→ Instructions to follow
Reproduce the material below verbatim, from the line containing "smartphone, I would be grateful." through the end of the material, both ends included. Omit the pictures from your answer.

* Begin Data excerpts *

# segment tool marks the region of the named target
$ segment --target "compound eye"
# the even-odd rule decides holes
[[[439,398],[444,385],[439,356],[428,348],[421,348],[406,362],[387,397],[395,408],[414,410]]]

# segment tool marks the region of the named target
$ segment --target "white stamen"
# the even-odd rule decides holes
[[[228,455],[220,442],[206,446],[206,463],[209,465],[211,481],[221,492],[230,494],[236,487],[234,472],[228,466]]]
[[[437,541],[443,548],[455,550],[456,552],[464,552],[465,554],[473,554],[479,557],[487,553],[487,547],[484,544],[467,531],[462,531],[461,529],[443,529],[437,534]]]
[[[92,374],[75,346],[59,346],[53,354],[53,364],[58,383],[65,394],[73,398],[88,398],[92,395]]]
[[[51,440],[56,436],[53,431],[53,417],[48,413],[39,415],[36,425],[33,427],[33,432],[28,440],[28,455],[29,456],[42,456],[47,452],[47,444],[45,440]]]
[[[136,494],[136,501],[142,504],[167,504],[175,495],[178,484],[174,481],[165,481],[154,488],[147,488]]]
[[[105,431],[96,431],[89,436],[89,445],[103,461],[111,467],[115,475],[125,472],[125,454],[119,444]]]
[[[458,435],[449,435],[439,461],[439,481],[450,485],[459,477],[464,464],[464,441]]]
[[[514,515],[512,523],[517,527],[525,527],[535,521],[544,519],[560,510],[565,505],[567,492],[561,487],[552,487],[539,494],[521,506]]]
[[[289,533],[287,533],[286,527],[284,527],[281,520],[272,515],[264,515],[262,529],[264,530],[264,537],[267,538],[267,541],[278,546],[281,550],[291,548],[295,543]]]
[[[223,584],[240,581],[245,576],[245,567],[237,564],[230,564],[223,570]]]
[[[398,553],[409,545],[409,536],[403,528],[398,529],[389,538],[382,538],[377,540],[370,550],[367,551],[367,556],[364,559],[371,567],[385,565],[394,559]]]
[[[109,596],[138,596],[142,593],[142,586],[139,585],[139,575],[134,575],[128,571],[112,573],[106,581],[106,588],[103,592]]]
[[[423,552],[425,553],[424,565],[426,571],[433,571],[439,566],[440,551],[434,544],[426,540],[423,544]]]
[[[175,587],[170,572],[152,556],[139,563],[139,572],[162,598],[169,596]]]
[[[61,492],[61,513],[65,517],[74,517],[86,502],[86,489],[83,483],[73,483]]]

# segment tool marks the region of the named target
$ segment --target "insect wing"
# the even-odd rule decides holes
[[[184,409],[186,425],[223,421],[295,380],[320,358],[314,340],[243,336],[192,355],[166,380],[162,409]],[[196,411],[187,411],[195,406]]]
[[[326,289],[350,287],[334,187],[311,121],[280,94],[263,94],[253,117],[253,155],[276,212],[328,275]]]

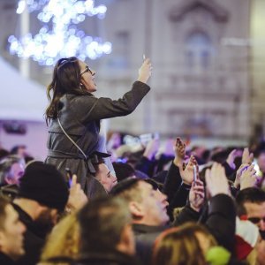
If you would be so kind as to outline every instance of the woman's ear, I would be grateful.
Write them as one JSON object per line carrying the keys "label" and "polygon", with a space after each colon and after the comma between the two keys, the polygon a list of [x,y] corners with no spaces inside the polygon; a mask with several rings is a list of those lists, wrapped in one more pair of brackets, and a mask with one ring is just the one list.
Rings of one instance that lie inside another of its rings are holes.
{"label": "woman's ear", "polygon": [[143,216],[142,208],[140,204],[137,201],[131,201],[129,203],[129,208],[132,213],[132,217],[134,218],[141,218]]}

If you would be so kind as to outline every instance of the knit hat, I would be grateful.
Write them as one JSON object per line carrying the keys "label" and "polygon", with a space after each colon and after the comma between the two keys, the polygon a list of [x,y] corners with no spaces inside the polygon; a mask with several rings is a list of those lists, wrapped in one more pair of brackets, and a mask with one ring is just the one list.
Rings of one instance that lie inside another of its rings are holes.
{"label": "knit hat", "polygon": [[236,219],[236,253],[239,261],[245,260],[254,248],[259,229],[248,220]]}
{"label": "knit hat", "polygon": [[20,179],[19,196],[63,211],[68,200],[66,182],[55,166],[33,162]]}

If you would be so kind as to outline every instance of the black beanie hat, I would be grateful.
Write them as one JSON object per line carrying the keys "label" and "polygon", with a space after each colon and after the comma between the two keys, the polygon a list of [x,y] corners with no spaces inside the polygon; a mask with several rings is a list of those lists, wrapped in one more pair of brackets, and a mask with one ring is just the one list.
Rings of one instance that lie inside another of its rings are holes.
{"label": "black beanie hat", "polygon": [[53,165],[33,162],[20,178],[19,196],[36,201],[49,208],[63,211],[68,195],[65,180]]}

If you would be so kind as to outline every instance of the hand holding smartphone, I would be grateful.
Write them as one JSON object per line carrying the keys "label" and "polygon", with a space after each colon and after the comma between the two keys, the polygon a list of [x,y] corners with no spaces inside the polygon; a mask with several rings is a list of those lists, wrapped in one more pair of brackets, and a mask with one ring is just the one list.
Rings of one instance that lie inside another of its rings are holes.
{"label": "hand holding smartphone", "polygon": [[196,184],[197,181],[197,167],[193,164],[193,182]]}
{"label": "hand holding smartphone", "polygon": [[66,171],[68,187],[70,188],[71,185],[72,185],[72,170],[69,168],[65,168],[65,171]]}

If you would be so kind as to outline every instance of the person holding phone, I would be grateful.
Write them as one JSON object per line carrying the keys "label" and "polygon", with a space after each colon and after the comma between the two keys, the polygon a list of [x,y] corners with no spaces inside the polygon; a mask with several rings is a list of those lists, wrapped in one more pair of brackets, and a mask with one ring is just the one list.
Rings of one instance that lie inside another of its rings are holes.
{"label": "person holding phone", "polygon": [[85,191],[88,186],[91,189],[93,184],[88,180],[95,173],[91,159],[102,154],[98,152],[102,150],[99,143],[101,120],[132,113],[150,90],[147,82],[151,71],[150,59],[147,58],[139,69],[138,80],[123,97],[97,98],[94,95],[97,90],[95,71],[77,57],[59,59],[47,88],[46,163],[55,165],[64,175],[69,168]]}

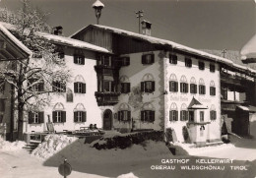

* End Data excerpts *

→ Complete response
If you would be so kind as to outline every instance of the hand holding smartphone, I would be grateful.
Write them as one JSON object per line carrying the keys "label" and "polygon", with a space after each colon and after the comma between the two keys, the polygon a list of [x,y] corners with no spaces inside the polygon; a mask with several rings is a list of those lists, wrapped in one more pair of brackets, and a mask with one ring is just the one list.
Rings of one instance that lie inside another of its rings are holes.
{"label": "hand holding smartphone", "polygon": [[196,184],[197,181],[197,167],[193,164],[193,182]]}
{"label": "hand holding smartphone", "polygon": [[66,171],[68,187],[70,188],[71,185],[72,185],[72,170],[69,168],[65,168],[65,171]]}

If you would be so kind as to outline every instance of the person holding phone, I would be grateful.
Write them as one JSON object per line carrying the keys "label" and "polygon", with a space after each colon and after the comma between the two keys, the polygon a list of [x,y] corners with no spaces inside the polygon; a mask with several rings is a list of those lists, wrapped in one more pair of brackets, and a mask with one ring is just the one list.
Rings of one instance that lie inside another of its rings are holes.
{"label": "person holding phone", "polygon": [[85,191],[88,186],[91,189],[93,184],[88,180],[95,173],[91,159],[102,154],[98,152],[102,150],[99,143],[101,120],[132,113],[150,90],[147,82],[151,71],[150,59],[147,58],[139,69],[138,80],[123,97],[97,98],[94,95],[97,90],[95,71],[77,57],[59,59],[47,88],[46,163],[55,165],[64,175],[69,168]]}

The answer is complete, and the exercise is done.